### Assigned task:
Each line from the one containing "of the fence" through the end of the data is to be written out exactly, and nothing more.

(Natural-language object grounding data)
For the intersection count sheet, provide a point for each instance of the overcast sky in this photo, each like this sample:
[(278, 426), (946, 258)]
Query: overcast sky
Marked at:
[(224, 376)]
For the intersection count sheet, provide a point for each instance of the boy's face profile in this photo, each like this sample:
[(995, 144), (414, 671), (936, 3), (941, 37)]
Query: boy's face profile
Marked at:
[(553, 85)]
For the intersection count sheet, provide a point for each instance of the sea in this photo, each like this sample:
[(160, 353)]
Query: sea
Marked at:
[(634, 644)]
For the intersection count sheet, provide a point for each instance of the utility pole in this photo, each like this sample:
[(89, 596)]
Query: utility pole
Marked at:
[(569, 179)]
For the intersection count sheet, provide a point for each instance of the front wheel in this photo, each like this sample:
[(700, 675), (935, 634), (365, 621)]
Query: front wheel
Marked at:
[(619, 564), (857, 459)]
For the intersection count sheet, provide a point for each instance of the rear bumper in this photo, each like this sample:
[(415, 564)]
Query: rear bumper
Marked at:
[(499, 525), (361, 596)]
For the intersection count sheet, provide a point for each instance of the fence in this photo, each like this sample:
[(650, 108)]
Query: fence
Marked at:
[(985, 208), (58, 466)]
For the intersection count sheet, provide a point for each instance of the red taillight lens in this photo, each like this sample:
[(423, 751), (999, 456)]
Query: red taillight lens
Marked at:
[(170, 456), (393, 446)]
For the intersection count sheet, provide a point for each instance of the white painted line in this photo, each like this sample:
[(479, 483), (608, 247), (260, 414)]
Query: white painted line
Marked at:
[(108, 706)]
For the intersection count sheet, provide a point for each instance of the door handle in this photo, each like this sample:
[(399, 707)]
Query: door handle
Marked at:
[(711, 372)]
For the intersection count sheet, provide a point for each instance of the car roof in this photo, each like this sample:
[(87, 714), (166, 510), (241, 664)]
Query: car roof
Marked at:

### Solution to this problem:
For the intersection count sheet, provide a point for each instance of the fence in this photo, each like this sample:
[(650, 108)]
Query: fence
Marked at:
[(985, 208), (58, 466)]
For the intersection count sheet, provide a point for each instance of the red taillight lens in this photo, each like this sample:
[(423, 751), (999, 456)]
Query: red taillight lens
Marked at:
[(170, 456), (393, 446)]
For the intersection count sheet, provide a point for each instance of the white painted line in this photo, each like this sample:
[(479, 483), (608, 247), (260, 414)]
Query: white painted line
Marked at:
[(108, 706)]
For the intersection count sheet, provide a point for each instance of the door handle in this photo, each like this sample:
[(399, 707)]
Query: door handle
Marked at:
[(711, 372)]
For the intersection count sheet, provide a point for each instance of the car roof in this photo, each like this sample:
[(87, 714), (166, 510), (241, 664)]
Query: car roof
Marked at:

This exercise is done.